- [Rows from a dataset]:
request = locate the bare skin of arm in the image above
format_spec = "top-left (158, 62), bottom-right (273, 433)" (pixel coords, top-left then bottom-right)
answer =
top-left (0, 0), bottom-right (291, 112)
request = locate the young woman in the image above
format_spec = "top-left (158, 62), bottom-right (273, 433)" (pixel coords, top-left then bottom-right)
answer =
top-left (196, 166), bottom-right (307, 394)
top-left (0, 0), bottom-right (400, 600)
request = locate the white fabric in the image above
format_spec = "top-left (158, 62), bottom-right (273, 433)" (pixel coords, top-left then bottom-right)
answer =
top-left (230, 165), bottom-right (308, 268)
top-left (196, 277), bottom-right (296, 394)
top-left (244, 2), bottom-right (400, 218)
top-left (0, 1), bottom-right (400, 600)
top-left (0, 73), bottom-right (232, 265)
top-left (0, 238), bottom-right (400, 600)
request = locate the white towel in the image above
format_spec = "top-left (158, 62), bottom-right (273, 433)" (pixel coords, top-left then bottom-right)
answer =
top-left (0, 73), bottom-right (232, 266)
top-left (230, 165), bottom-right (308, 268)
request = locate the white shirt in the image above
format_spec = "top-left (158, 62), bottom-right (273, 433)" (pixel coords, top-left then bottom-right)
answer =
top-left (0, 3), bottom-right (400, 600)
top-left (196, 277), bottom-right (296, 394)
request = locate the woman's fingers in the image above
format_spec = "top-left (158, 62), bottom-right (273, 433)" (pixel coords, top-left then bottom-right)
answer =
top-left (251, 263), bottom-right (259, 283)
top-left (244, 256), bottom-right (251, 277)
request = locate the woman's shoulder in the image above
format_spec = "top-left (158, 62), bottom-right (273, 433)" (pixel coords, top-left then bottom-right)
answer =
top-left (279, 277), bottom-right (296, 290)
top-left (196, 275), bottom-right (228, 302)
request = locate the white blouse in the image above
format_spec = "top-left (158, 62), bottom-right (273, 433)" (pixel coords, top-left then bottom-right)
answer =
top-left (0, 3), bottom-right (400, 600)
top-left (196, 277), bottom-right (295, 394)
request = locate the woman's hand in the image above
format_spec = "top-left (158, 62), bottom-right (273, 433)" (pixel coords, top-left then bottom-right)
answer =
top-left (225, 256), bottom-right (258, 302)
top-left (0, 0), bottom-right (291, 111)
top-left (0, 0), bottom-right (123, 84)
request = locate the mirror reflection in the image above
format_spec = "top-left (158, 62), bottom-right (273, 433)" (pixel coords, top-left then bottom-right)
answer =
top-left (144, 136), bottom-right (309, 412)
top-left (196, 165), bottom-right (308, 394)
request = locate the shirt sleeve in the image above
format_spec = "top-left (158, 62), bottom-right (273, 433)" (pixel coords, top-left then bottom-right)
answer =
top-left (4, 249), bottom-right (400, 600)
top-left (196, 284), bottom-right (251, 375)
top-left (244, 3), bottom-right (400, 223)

- [WHAT YOU SHOULD DO]: Print the records above from the line with "request = locate the woman's fingers" to the line with "top-left (196, 275), bottom-right (228, 302)", both lines included, without any changes.

- [RESULT BELOW]:
request = locate the woman's fingers in the image above
format_spec = "top-left (158, 62), bottom-right (273, 433)" (pixel coords, top-left then bottom-right)
answer =
top-left (251, 263), bottom-right (259, 283)
top-left (244, 256), bottom-right (251, 277)
request = locate the woman's shoulder in the image above
format_spec = "top-left (158, 62), bottom-right (273, 433)" (pixel coords, top-left then bottom-right)
answer =
top-left (279, 277), bottom-right (296, 290)
top-left (196, 275), bottom-right (228, 302)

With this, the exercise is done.